Passage:
· · ·

Alaska Sen. Lisa Murkowski’s didn’t return a question about whether she’ll back the measure.

Even if all four of those senators decide to support the Obamacare replacement, it’s already on shaky ground because two conservatives—Sens. Mike Lee and Rand Paul—have joined with members of the House Freedom Caucus to condemn it. A third leading conservative, Sen. Ted Cruz, expressed deep hesitations Tuesday at its age-based subsidies for those without employer-sponsored coverage.

“I think that is one of many areas of concern and it is going to be a topic of vigorous discussion within Congress,” Cruz told reporters.

There’s been a growing chorus from conservatives over the past few weeks for Congress to pass a repeal bill from last year, since it has already been approved by the Senate parliamentarian. Since Congress is using a budget reconciliation bill to get rid of the law—requiring just a simple majority in the Senate—there are strict rules saying all its provisions must directly affect federal spending.

“I believe we must start with the 2015 repeal language,” Cruz said. “That should be the floor from which we start and from there we must build upwards.”

But the bill GOP leadership introduced this week also seeks to replace parts of the law, by replacing its income-based subsidies with age-based ones, only gradually phasing out extra federal spending on Medicaid and expanding use of tax-free health savings accounts.

Republicans hope that replacing the law at the same time as repealing it could shield them from political backlash. But now there are questions bubbling under the surface about whether they were too ambitious by adding in provisions that will only get stripped out by the Senate parliamentarian.

Lobbyists and aides say it’s doubtful that the bill’s prohibition on abortion coverage in subsidized plans, its changes to plans’ actuarial value requirements and its immigration verification requirements can pass what’s known as the “Byrd test” for whether they affect federal spending.

But if the Senate is forced to strip out those parts, it could make some conservatives even angrier about the bill. For example, social conservative groups including the Family Research Council are warning they’ll oppose the bill if it doesn’t explicitly block taxpayer-funded subsidies from abortion-covering plans.

· · ·

Problems to solve:
A) Copy the passage on the Obamacare replacement bill from "Republicans hope that" to "from abortion-covering plans.", word for word.
B) In the passage on the Obamacare replacement bill, which two conservative senators joined House Freedom Caucus members in condemning the bill?
The records are drawn from a separate source, unrelated to the passage on the Obamacare replacement bill.

· · ·

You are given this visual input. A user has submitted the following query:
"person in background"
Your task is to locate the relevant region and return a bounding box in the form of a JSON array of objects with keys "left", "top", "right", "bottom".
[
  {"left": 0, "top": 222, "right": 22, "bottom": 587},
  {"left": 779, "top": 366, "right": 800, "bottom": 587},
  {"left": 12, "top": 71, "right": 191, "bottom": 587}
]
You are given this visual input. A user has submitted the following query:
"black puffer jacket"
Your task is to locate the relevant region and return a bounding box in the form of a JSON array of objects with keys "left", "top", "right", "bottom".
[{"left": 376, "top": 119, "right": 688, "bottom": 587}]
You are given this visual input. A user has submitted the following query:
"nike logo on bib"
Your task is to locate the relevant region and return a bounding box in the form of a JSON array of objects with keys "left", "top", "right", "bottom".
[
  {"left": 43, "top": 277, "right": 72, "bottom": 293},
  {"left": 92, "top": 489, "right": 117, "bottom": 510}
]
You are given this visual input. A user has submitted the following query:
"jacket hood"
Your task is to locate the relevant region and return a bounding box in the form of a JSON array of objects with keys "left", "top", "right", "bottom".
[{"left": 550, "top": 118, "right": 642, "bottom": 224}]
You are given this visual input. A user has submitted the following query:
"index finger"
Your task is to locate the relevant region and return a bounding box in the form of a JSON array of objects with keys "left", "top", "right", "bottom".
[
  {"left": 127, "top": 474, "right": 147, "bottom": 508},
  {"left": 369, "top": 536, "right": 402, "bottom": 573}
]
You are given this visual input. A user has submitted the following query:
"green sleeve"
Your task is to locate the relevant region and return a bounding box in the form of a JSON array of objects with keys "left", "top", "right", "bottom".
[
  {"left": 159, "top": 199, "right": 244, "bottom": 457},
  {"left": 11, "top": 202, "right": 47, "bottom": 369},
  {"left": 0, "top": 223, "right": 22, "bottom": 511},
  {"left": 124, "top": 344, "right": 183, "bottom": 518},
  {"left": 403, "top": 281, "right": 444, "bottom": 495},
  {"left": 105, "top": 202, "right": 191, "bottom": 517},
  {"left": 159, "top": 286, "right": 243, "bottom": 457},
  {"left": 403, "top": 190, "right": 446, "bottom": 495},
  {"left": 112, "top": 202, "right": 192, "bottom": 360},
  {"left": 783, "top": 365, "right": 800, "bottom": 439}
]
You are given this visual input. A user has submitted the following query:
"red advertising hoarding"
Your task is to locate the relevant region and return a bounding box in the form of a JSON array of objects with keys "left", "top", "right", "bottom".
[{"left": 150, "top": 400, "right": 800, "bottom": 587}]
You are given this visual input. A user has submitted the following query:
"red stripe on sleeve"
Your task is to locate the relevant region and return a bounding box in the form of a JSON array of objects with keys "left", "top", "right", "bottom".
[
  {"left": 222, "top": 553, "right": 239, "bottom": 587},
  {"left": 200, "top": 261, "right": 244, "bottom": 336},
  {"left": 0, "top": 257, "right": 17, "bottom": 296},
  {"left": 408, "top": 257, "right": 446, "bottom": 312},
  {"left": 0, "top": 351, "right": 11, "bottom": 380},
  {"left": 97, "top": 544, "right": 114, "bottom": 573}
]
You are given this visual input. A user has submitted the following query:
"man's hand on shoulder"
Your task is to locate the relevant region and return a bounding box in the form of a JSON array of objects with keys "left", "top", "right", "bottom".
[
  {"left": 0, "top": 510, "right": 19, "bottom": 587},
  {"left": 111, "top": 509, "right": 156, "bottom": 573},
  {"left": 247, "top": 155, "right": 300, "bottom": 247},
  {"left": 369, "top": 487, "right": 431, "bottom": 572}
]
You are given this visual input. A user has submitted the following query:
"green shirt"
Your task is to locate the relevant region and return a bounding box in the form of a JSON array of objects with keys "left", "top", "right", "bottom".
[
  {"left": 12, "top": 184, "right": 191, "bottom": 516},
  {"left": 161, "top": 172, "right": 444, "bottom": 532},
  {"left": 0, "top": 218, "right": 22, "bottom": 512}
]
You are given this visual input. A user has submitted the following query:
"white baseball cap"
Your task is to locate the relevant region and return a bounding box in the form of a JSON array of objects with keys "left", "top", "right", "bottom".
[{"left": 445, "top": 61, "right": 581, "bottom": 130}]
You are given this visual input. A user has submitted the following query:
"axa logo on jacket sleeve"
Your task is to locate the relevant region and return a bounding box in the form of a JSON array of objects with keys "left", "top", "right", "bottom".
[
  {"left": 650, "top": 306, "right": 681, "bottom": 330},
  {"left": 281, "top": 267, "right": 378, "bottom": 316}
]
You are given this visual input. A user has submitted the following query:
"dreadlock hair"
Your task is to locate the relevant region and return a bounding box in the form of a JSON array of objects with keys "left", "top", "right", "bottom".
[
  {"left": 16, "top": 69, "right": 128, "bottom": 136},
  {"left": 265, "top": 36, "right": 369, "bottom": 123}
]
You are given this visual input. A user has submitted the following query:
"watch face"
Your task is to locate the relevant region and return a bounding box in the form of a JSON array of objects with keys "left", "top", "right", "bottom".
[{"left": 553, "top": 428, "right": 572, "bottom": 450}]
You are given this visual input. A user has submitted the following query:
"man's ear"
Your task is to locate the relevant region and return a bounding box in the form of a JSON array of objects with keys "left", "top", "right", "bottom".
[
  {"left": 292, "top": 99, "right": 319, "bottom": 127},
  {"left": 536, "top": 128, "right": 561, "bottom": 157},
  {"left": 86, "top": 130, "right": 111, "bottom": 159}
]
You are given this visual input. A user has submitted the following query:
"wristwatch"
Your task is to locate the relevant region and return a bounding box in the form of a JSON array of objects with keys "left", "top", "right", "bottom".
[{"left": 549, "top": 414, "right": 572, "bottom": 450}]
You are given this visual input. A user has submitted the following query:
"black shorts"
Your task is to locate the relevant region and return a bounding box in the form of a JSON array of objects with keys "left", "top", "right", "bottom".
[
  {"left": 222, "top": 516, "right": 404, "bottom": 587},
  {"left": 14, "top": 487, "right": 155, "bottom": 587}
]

· · ·

Results of the tasks:
A)
Republicans hope that replacing the law at the same time as repealing it could shield them from political backlash. But now there are questions bubbling under the surface about whether they were too ambitious by adding in provisions that will only get stripped out by the Senate parliamentarian.

Lobbyists and aides say it’s doubtful that the bill’s prohibition on abortion coverage in subsidized plans, its changes to plans’ actuarial value requirements and its immigration verification requirements can pass what’s known as the “Byrd test” for whether they affect federal spending.

But if the Senate is forced to strip out those parts, it could make some conservatives even angrier about the bill. For example, social conservative groups including the Family Research Council are warning they’ll oppose the bill if it doesn’t explicitly block taxpayer-funded subsidies from abortion-covering plans.

B) Sens. Mike Lee and Rand Paul.